▸ ABOUT THIS TASK
From the first line to the last, return the data exactly as written.

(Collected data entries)
== Segment start ==

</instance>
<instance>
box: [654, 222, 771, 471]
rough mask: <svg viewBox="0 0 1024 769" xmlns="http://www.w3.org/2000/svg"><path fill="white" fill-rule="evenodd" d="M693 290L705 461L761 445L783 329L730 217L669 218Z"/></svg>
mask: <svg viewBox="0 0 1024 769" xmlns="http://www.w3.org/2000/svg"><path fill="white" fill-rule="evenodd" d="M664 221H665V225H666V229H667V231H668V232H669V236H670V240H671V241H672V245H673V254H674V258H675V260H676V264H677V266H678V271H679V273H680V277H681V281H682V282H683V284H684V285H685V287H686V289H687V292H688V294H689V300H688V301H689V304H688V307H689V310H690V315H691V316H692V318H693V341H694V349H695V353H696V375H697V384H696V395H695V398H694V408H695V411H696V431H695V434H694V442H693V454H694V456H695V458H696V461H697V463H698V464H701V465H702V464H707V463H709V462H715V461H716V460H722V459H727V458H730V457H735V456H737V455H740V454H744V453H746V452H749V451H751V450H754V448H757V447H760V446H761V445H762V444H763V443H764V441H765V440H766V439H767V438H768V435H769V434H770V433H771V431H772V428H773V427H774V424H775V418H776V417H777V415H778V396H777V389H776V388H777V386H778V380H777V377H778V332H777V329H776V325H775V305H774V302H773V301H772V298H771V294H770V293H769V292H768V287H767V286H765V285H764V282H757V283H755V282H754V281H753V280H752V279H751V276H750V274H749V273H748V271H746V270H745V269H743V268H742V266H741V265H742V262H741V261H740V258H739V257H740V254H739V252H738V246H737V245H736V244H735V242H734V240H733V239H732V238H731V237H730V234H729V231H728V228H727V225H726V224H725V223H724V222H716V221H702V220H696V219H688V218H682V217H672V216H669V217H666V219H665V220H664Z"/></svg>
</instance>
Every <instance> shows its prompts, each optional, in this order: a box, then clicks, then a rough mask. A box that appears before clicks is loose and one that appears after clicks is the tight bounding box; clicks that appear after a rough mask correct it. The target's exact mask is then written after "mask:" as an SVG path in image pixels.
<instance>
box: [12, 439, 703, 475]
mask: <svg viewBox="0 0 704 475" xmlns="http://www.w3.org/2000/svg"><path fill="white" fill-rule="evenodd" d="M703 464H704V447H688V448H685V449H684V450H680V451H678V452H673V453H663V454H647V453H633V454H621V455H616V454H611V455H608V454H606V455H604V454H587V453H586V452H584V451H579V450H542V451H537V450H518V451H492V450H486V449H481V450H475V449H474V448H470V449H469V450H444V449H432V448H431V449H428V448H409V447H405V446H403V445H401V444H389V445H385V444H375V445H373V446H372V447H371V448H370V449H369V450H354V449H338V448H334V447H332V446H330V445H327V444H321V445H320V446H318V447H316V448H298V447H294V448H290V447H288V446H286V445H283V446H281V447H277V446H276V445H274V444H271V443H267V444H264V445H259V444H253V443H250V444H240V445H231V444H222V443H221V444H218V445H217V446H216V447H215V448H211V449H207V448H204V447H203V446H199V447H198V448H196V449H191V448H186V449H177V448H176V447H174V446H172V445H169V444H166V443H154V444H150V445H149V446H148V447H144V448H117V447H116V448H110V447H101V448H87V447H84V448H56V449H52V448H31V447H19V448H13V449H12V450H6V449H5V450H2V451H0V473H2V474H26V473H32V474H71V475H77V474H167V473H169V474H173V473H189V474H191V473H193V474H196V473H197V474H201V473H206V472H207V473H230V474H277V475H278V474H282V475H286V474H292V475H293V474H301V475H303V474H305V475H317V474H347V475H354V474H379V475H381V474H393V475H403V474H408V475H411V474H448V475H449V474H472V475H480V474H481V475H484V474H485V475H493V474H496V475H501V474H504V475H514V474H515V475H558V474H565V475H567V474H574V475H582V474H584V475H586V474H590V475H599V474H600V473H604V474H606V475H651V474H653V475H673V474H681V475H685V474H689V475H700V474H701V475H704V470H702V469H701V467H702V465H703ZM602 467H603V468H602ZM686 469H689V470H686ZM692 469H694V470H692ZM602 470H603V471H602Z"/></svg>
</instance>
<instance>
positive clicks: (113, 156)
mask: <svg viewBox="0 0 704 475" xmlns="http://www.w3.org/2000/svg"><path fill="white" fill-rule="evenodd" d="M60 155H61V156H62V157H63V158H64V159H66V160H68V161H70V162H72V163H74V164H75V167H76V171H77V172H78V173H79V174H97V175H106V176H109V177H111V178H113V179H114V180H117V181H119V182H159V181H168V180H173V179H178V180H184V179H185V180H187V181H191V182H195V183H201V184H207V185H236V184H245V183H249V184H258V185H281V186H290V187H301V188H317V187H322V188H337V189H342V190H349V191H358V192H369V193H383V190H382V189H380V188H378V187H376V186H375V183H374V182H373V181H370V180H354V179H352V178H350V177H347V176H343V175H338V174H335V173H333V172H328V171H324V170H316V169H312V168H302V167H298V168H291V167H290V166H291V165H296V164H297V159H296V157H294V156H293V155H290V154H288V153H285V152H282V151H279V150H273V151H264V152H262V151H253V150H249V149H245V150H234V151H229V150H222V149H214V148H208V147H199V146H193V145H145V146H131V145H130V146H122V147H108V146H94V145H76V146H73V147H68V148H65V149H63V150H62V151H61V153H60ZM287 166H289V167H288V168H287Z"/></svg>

== Segment end ==

▸ WRITTEN RESPONSE
</instance>
<instance>
box: [654, 222, 771, 471]
rough mask: <svg viewBox="0 0 1024 769" xmlns="http://www.w3.org/2000/svg"><path fill="white" fill-rule="evenodd" d="M693 290L705 461L761 445L783 329L730 217L669 218Z"/></svg>
mask: <svg viewBox="0 0 1024 769" xmlns="http://www.w3.org/2000/svg"><path fill="white" fill-rule="evenodd" d="M664 221H665V225H666V229H667V231H668V232H669V236H670V240H671V241H672V245H673V254H674V258H675V260H676V264H677V266H678V271H679V273H680V277H681V281H682V282H683V284H684V285H685V287H686V289H687V292H688V294H689V300H688V301H689V304H688V307H689V310H690V315H691V316H692V318H693V341H694V349H695V353H696V375H697V384H696V395H695V398H694V408H695V411H696V431H695V434H694V442H693V454H694V456H695V458H696V461H697V463H698V464H701V465H702V464H707V463H709V462H715V461H716V460H722V459H727V458H730V457H735V456H737V455H740V454H744V453H746V452H749V451H751V450H754V448H757V447H760V446H761V445H762V444H763V443H764V441H765V440H766V439H767V438H768V435H769V434H770V433H771V431H772V428H773V427H774V424H775V418H776V417H777V415H778V396H777V389H776V388H777V386H778V380H777V377H778V332H777V329H776V325H775V305H774V302H773V301H772V298H771V294H770V293H769V292H768V287H767V286H765V285H764V282H757V283H755V282H754V281H753V280H752V279H751V276H750V274H749V273H748V271H746V270H745V269H743V268H742V266H741V265H742V262H741V261H740V258H739V257H740V254H739V252H738V246H737V245H736V244H735V242H734V240H733V239H732V238H731V237H730V234H729V231H728V228H727V225H726V224H725V223H724V222H716V221H702V220H696V219H688V218H682V217H672V216H669V217H666V219H665V220H664Z"/></svg>
</instance>
Every <instance> shows its prompts, each optional, in this order: a box, then clicks, then a rough mask. A box that appears before clicks is loose and one that appears after clicks is the tight bounding box; clicks that appear after a rough mask correct it. The target's exact mask is then written after "mask:" as an SVG path in image pixels.
<instance>
box: [12, 439, 703, 475]
mask: <svg viewBox="0 0 704 475" xmlns="http://www.w3.org/2000/svg"><path fill="white" fill-rule="evenodd" d="M703 464H704V447H688V448H685V449H684V450H680V451H678V452H673V453H663V454H647V453H633V454H621V455H616V454H611V455H608V454H606V455H604V454H587V453H586V452H584V451H579V450H542V451H537V450H518V451H492V450H486V449H481V450H475V449H474V448H470V449H469V450H444V449H432V448H431V449H428V448H409V447H405V446H403V445H401V444H389V445H385V444H375V445H373V446H372V447H371V448H370V449H369V450H354V449H338V448H334V447H332V446H330V445H327V444H321V445H320V446H318V447H316V448H298V447H294V448H290V447H288V446H286V445H283V446H281V447H277V446H276V445H274V444H271V443H267V444H264V445H259V444H253V443H250V444H240V445H231V444H222V443H221V444H218V445H217V446H216V447H215V448H211V449H207V448H204V447H203V446H199V447H198V448H196V449H191V448H186V449H177V448H176V447H174V446H172V445H169V444H166V443H154V444H150V445H149V446H148V447H144V448H117V447H116V448H110V447H101V448H87V447H84V448H56V449H52V448H31V447H19V448H13V449H12V450H6V449H5V450H2V451H0V473H2V474H26V473H32V474H71V475H77V474H167V473H169V474H173V473H189V474H191V473H193V474H196V473H197V474H201V473H206V472H207V473H230V474H277V475H278V474H282V475H286V474H292V475H293V474H301V475H303V474H305V475H317V474H347V475H354V474H379V475H381V474H393V475H403V474H408V475H411V474H448V475H449V474H472V475H480V474H481V475H484V474H485V475H493V474H496V475H501V474H504V475H514V474H515V475H558V474H565V475H567V474H574V475H582V474H584V475H586V474H590V475H599V474H600V473H604V474H606V475H651V474H653V475H673V474H681V475H685V474H689V475H700V474H701V475H704V470H702V469H701V467H702V465H703ZM602 467H603V468H602ZM686 469H689V470H686ZM692 469H694V470H692ZM602 470H603V471H602Z"/></svg>
</instance>
<instance>
positive clicks: (113, 156)
mask: <svg viewBox="0 0 704 475" xmlns="http://www.w3.org/2000/svg"><path fill="white" fill-rule="evenodd" d="M60 155H61V156H62V157H63V158H64V159H66V160H68V161H70V162H72V163H74V164H75V167H76V171H77V172H78V173H79V174H97V175H106V176H109V177H111V178H113V179H114V180H117V181H119V182H159V181H168V180H173V179H178V180H184V179H185V180H187V181H191V182H195V183H201V184H207V185H236V184H245V183H249V184H258V185H281V186H290V187H301V188H317V187H322V188H337V189H342V190H349V191H358V192H369V193H383V190H382V189H380V188H378V187H376V186H375V183H374V182H373V181H370V180H354V179H352V178H350V177H347V176H343V175H338V174H335V173H333V172H328V171H324V170H316V169H312V168H302V167H298V168H291V167H290V166H291V165H296V164H297V159H296V157H294V156H293V155H290V154H288V153H285V152H282V151H279V150H273V151H264V152H262V151H253V150H249V149H245V150H234V151H229V150H222V149H214V148H208V147H199V146H193V145H145V146H131V145H130V146H122V147H108V146H94V145H76V146H73V147H68V148H65V149H63V150H62V151H61V153H60ZM287 166H289V167H288V168H287Z"/></svg>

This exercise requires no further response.